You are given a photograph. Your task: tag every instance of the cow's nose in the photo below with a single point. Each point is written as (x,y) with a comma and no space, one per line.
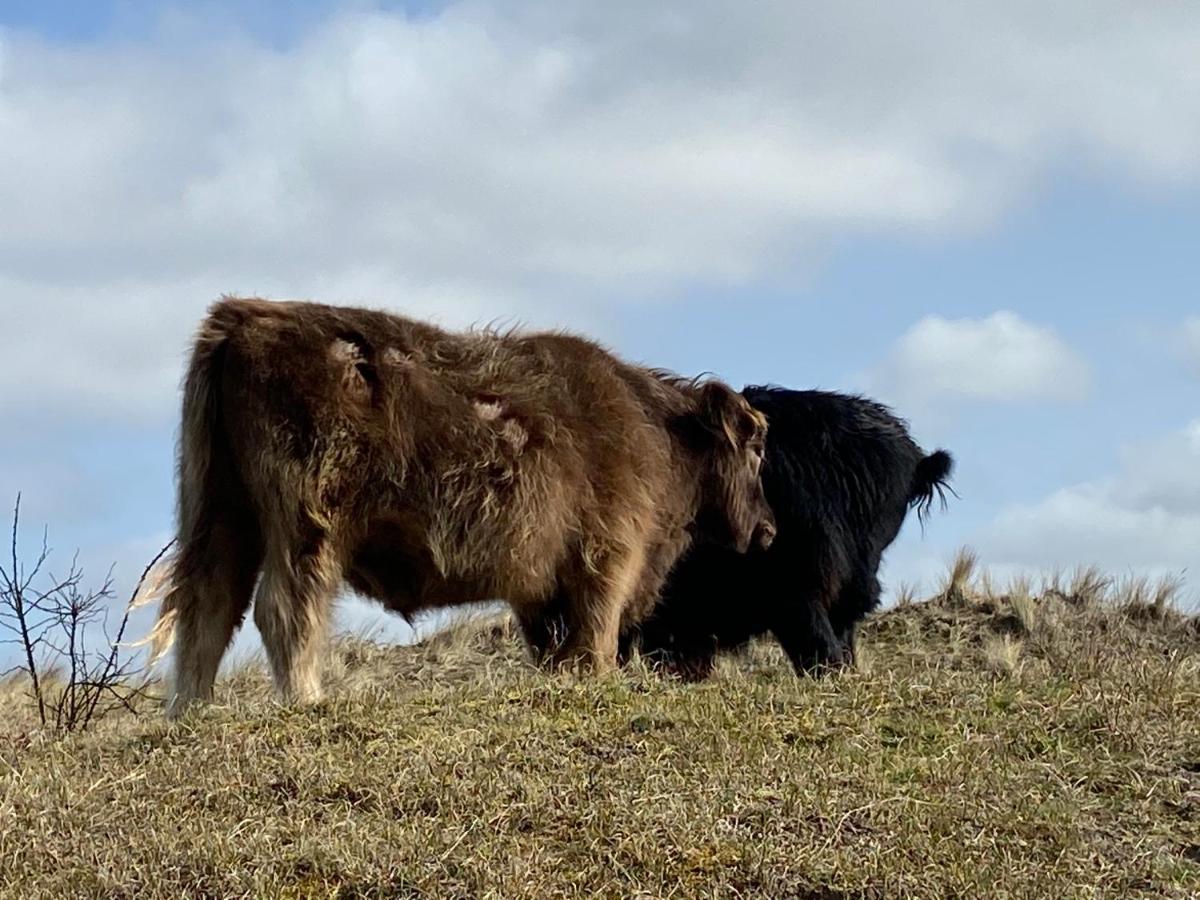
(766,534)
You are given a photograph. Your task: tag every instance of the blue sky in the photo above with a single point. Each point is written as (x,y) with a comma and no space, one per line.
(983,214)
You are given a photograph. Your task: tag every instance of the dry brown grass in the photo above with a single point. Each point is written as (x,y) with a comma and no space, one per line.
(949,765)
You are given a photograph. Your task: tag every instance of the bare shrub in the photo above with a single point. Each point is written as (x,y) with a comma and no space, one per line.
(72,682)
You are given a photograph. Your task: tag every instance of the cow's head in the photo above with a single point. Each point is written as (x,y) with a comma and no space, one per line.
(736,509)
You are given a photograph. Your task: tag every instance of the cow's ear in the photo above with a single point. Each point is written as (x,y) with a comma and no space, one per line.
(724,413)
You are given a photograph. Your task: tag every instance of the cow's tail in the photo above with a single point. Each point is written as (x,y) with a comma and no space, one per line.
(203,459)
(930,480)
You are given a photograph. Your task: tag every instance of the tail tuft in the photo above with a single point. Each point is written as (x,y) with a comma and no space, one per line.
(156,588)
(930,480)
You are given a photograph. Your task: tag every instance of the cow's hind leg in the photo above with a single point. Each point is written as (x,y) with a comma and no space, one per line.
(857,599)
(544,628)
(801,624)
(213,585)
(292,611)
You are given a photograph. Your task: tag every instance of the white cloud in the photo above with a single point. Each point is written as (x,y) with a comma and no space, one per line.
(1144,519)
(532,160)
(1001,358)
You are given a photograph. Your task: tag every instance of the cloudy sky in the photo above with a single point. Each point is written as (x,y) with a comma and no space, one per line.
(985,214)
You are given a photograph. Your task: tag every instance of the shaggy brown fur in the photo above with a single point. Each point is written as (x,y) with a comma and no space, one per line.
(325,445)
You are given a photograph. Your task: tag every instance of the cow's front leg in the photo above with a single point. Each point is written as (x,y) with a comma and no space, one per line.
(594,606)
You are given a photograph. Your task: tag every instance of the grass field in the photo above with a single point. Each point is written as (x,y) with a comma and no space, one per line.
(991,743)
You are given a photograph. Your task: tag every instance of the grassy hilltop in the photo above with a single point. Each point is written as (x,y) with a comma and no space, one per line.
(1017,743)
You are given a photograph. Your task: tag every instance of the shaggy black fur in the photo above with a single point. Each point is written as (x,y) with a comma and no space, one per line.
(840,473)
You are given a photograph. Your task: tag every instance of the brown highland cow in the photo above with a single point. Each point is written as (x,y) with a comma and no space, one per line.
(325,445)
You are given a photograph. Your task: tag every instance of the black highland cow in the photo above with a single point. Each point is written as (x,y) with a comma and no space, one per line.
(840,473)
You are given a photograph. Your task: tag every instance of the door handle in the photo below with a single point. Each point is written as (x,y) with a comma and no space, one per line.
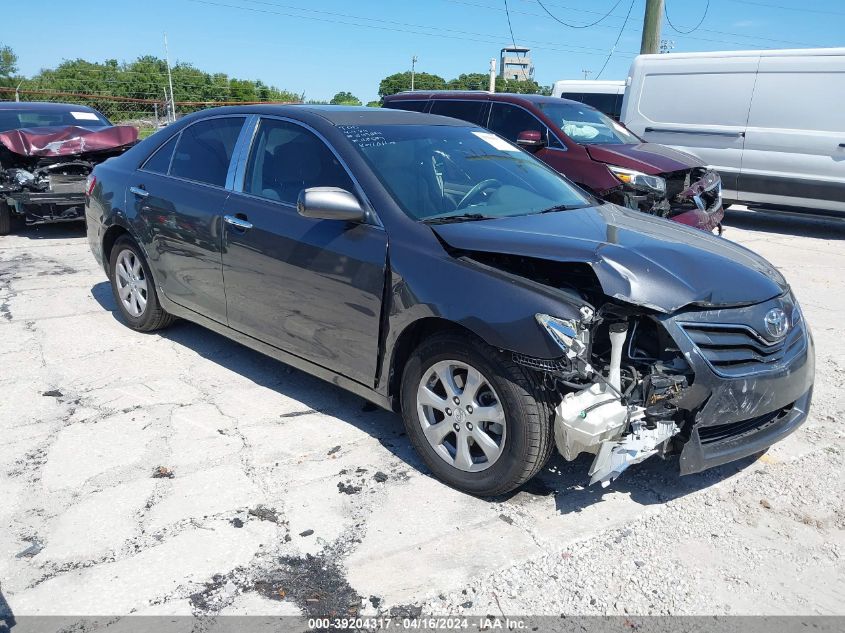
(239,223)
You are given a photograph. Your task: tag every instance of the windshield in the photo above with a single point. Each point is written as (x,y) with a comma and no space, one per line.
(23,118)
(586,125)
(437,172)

___

Would you give the material back exactly, minus the pictures?

You are given a photograph. Your task: tag every instance of the cow's nose in the photo below with a single point. Each point is written as (x,y) with a comma and no space, one per line.
(766,534)
You are given a photograph. Your task: tag every instance of the blue sky in the photo above with a single point. Each point is written as (x,y) with a comma and no space, one per line.
(983,214)
You are given a photograph. Your task: tag every instance of the dry brown grass in the photo above with a single point. Each point is written as (x,y) with a comma and no space, one per line.
(949,765)
You are given a photograph. Your task: tag every instance of the bare shrub in the photo above with a single point. Each point is written as (x,y) with a comma and no space, one per line.
(72,682)
You are given a photograph. Your task: tag every instance of the cow's head in the photo above with a single point. Each point is written as (x,y) with a comma and no space, one per line.
(736,509)
You are given a photograph. Your task: tag every instance of the cow's ear in the photo above with a single point. Each point is written as (x,y) with a comma and no space, one per line.
(724,413)
You are given a photograph. Your task: tag every instance of the cow's tail in the photo above with a single point. Each point is written as (x,y) with a comma and no space, one per line.
(203,459)
(930,480)
You are given a photograph. Your task: tag every instance of the tail tuft in the photo above with a single point. Each point is written as (x,y) with a comma and no space, one per line.
(156,588)
(930,480)
You are given a photograph. Your task: tag every instance of the cow's hind leg in the photo above with a single point. Each point is written as (x,y) with a comma and no space, one per line.
(857,599)
(544,628)
(801,624)
(213,585)
(292,611)
You are given a photograph. Your task: tag every instance of the white cloud in the photo above with a single point. Each point is written as (x,y) with a comma and no space, one per line.
(1144,519)
(532,160)
(1001,358)
You are given a photograph. Your task: tag every instance of the cloudy sky in the photo above with a single point. Each point is written as (x,y) with a comma and no space, one per line.
(985,214)
You are given a photograph. Your task: tag every instance of the shaggy brown fur in the photo above with a single point. Each point is written as (x,y) with a comma and no space, one per line.
(325,445)
You are given a photograph. Your task: tag every instance of the cow's front leg in the photo above with a single point. Each point is written as (x,y) with a comma and no space, one per line.
(594,606)
You are given a photograph. Your task: tag every instance of the grass field in the photo above with a single point. Each point is written as (x,y) with a comma and no space, one per line.
(991,743)
You are given a photograph. Your task: tag every instance of the grassy hilltop in the photo above with a single point. Each point is written as (x,y) with a comma and no space, one per line.
(1017,743)
You are given a photograph. Your task: tag every instance of the shaggy black fur in the photo above with a single point. Each point is written as (x,y) with a comma and no space, one per line.
(840,473)
You are given a photograph. Your task: tag every instance of the brown highland cow in the photo above with a single point. Each point is written as (x,y) with a comma and no space, one per line.
(325,445)
You are given a photograph. Your task: tag every instance of the black highland cow in the photo above with a single point. Each point is written as (x,y) with a comma and no space, one per line.
(840,473)
You are given a photograph. Your task: tag every instance of the door handle in the photo below with a single point. Each point is written as (x,y) with a comma and no space, one per line.
(239,223)
You are given a photograph. Your task: tag every instance of the windshield in the photo above with a single point. Each point is written as (x,y) with a comma and no space, one per line.
(23,118)
(586,125)
(437,172)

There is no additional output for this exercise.